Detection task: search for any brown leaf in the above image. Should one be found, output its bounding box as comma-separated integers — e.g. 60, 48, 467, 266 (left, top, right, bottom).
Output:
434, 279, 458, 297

_ _ _ _

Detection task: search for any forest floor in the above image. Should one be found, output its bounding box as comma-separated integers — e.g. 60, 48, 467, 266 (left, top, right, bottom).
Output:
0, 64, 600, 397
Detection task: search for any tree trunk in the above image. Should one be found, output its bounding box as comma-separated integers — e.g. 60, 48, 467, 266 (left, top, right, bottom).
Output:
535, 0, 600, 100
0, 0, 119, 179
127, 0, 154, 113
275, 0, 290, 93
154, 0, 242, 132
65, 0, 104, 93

_ _ _ _

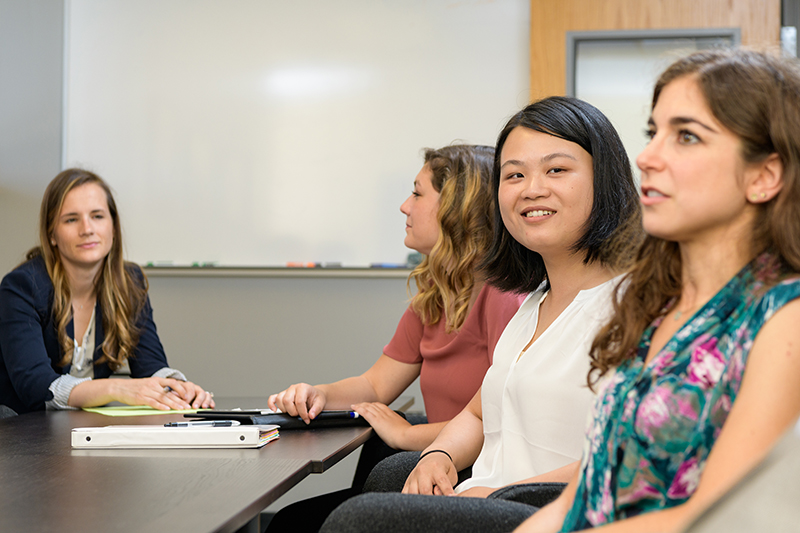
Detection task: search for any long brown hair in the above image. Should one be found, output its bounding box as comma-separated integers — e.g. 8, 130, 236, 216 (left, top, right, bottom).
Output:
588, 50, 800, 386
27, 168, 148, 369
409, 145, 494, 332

_ _ _ _

- **Task brief**
Can you put the material above, starting with the line that contains "Detection task: search for any forest" and going on through the line that contains "0, 64, 600, 397", into a two-column CSV with columns "query" and "result", one row for each text and its output? Put each value in a single quoted field, with its line breaks turned into spaces.

- **Task output**
query,result
"Detection task: search for any forest floor in the above image. Should one be found, output its bounding box as comma-separated integers — e.g. 60, 48, 467, 266 (left, top, right, bottom). Output:","0, 64, 600, 397"